- [INFORMATION GIVEN]:
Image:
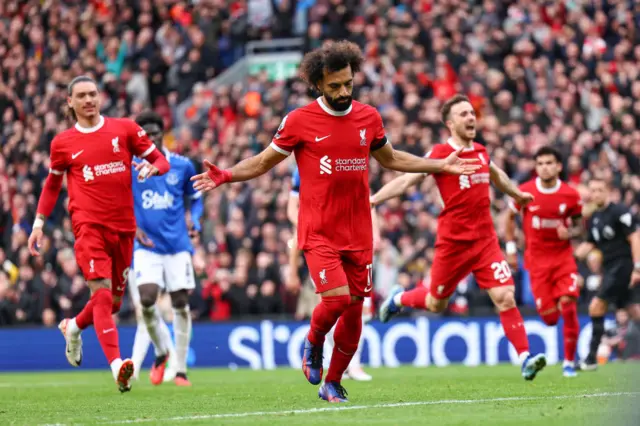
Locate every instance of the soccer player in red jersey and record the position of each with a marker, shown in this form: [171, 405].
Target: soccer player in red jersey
[549, 224]
[467, 241]
[332, 139]
[96, 155]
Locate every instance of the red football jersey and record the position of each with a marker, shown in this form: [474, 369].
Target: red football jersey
[466, 213]
[332, 151]
[552, 207]
[98, 166]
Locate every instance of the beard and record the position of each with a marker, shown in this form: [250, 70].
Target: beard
[339, 104]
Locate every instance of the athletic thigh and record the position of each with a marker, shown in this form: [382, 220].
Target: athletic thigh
[178, 271]
[358, 267]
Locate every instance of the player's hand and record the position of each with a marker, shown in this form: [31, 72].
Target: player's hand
[524, 199]
[35, 241]
[211, 179]
[145, 170]
[455, 165]
[563, 233]
[142, 237]
[512, 260]
[635, 278]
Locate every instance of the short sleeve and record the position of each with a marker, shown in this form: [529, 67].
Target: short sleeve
[627, 221]
[59, 160]
[590, 237]
[139, 143]
[189, 172]
[379, 136]
[286, 138]
[575, 209]
[295, 183]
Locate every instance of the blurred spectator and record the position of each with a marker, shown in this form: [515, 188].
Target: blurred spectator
[563, 73]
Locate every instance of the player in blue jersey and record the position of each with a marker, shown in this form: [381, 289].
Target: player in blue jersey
[354, 370]
[163, 249]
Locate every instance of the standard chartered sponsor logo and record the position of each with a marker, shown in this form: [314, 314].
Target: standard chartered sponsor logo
[328, 165]
[268, 344]
[109, 168]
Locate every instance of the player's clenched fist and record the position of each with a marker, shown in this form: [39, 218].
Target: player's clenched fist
[35, 241]
[455, 165]
[211, 179]
[523, 199]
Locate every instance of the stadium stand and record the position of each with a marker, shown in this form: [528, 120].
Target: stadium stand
[562, 73]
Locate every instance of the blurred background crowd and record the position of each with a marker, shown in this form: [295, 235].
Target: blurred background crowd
[562, 72]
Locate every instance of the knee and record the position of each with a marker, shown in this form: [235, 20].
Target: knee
[550, 317]
[148, 295]
[436, 305]
[504, 298]
[179, 300]
[597, 307]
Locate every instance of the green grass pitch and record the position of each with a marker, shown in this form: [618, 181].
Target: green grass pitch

- [WHAT TO DO]:
The answer is the full listing above, repeated exactly, with its pictures removed.

- [OUTPUT]:
Image:
Locate every instance of the soccer player in red jersey and record the position of each with a marker, shown in this form: [171, 405].
Target: soccer player in red jersey
[549, 224]
[467, 241]
[332, 139]
[96, 155]
Locate every instance of the red football jersey and record the position of each with a marker, shown in this form: [474, 369].
Target: red football jersey
[466, 213]
[332, 151]
[552, 207]
[98, 166]
Locate every instance of the beard and record the position of each with a marker, shown in this form: [250, 70].
Target: beard
[339, 104]
Locate every instance of the athletic thigh and record the position of each with a marker, shown in this form: [382, 220].
Target: athletic thigh
[178, 271]
[358, 267]
Locate every instance of the player's hand and record the position of each with a marker, shown in this form: [31, 72].
Target: player's hand
[524, 199]
[35, 241]
[211, 179]
[145, 170]
[455, 165]
[563, 233]
[142, 237]
[512, 260]
[635, 278]
Locate every instance of the short sleeve and record the position of each with a marker, shown in this form: [529, 67].
Target: short sleeve
[627, 221]
[59, 160]
[590, 237]
[139, 143]
[189, 172]
[379, 136]
[286, 138]
[575, 209]
[295, 183]
Locate every instance of the blurred spectator and record the position of each with a marker, shown in this form: [515, 188].
Target: blurred spectator
[563, 73]
Locate every instance of the player in blue jersey and record the position of each with a marker, shown in this form: [381, 289].
Target: player in blue jersey
[354, 370]
[163, 249]
Locate every instance of the standard chartered sponsor logo and record the position of each with a marker, shown in this form: [314, 314].
Target: standard chartered sponsor logo
[328, 165]
[268, 344]
[109, 168]
Locate every instance of the player's clenched fist and record the position of each with a marker, shown in this form: [39, 218].
Target: player's clenched fist
[35, 241]
[455, 165]
[211, 179]
[523, 199]
Locate every instance of the stadium stand and record the position of each with a marker, shown in this form: [528, 120].
Target: stadium stand
[562, 73]
Locate every instance of the blurred background crowd and record the position of each with a marker, shown in this form: [295, 235].
Target: blurred background crowd
[562, 72]
Locate every instance of the knee and record the position of each with a marker, shown in this form: [235, 20].
Target: knee
[550, 317]
[148, 295]
[436, 305]
[504, 298]
[179, 300]
[597, 307]
Locate every instance of the green grass pitch and record the position of each with a marker, shown in this form: [618, 181].
Target: green grass pitch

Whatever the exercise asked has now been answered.